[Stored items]
▬▬▬

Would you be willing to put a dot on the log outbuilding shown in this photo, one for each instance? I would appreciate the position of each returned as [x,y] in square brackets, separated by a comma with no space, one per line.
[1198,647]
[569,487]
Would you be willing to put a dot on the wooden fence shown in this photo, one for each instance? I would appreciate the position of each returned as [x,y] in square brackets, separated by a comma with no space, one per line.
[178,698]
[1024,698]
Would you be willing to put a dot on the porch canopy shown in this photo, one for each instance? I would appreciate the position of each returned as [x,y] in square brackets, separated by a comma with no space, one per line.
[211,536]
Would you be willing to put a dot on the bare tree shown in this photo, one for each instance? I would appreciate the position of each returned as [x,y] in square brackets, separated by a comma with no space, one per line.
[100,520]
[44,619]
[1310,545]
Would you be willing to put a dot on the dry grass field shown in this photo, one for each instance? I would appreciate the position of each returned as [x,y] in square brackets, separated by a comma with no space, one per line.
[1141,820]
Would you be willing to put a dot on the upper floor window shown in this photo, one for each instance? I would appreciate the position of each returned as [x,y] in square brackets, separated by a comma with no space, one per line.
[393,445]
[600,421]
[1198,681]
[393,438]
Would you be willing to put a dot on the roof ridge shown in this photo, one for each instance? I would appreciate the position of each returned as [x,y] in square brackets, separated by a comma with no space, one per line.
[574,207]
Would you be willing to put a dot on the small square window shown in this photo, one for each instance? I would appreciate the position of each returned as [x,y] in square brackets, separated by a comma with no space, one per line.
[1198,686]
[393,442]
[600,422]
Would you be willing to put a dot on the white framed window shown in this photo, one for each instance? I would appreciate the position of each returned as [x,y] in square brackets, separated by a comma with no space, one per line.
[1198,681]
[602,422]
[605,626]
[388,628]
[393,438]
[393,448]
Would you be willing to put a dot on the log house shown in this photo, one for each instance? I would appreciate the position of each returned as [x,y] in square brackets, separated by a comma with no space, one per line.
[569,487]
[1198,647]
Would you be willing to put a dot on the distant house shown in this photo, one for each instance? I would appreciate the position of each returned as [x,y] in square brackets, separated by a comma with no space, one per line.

▬▬▬

**Task details**
Make an exact copy of every line in the data.

**Expected answer**
Would you be willing to put a dot on the log outbuilding shown in this photo, one for each instance? I would appreciate the position of each returned as [x,y] in square brackets, separated by a comma with no space, one per line.
[1198,647]
[569,487]
Would you be willing to put a dot on the wooden fence shown in this photo, one for each instance? I would appreciate the position of each returned as [x,y] in square brackets, separated by a comma with no space, one per line.
[178,698]
[1024,698]
Would you be willing to put a dot on the porch canopy shown in this photo, one for each instance? I would appreciate the position of each returned as [x,y] in square brackets, separated by a comma with no space, one per line.
[211,536]
Would you be willing to put a dot on the bare tree shown in this photo, one for each instance? I would appreciate the position of each returned as [x,y] in square brackets, separated by a comma with no space, one per line.
[100,520]
[44,619]
[1310,545]
Would you be willing to put a dot on the dry grass field shown in this photo, one for each instance? I would appreciate the position of each returned as [x,y] in square brackets, separated by a comma with no space, one per line.
[1141,820]
Would you be willing to put a dot on the upper floor window shown in this photo, one for each instance? I would appreciate the position of each returned as [x,y] in square brackets, separated by a comma with no space, one per line.
[393,445]
[600,421]
[1198,681]
[393,438]
Would you be willing to put a dot on the roof ridge shown in this photo, one for each instance? I would appreciate the position of each returned as [x,y] in square brackets, separated by a comma with no space, one per line.
[574,207]
Would you be willing to put a dot on the small square window shown in this photo, one for each instance? I would appreciate the position of each returned as [x,y] in square brackets, separated by a comma with no space, one per line.
[1198,686]
[393,442]
[600,422]
Would you be willing to put a dot on the white framed window shown in this photo, one for each instance? I would appreciate the position of each returned as [x,y] in square brackets, separated by a comma with no space, one per line.
[1198,681]
[602,422]
[605,626]
[388,628]
[393,438]
[393,448]
Would you be willing to put a dot on the log house shown in this photo, one for each instance? I would appreciate the position of each returned as [x,y] in square brackets, separated by a comma with no space, one per line.
[569,487]
[1198,647]
Would you be willing to put a dot on the distant house shown in this photo, one for each instance? I would appreciate the position of each returned as [x,y] in square brackets, separated by a comma with no space, one per line.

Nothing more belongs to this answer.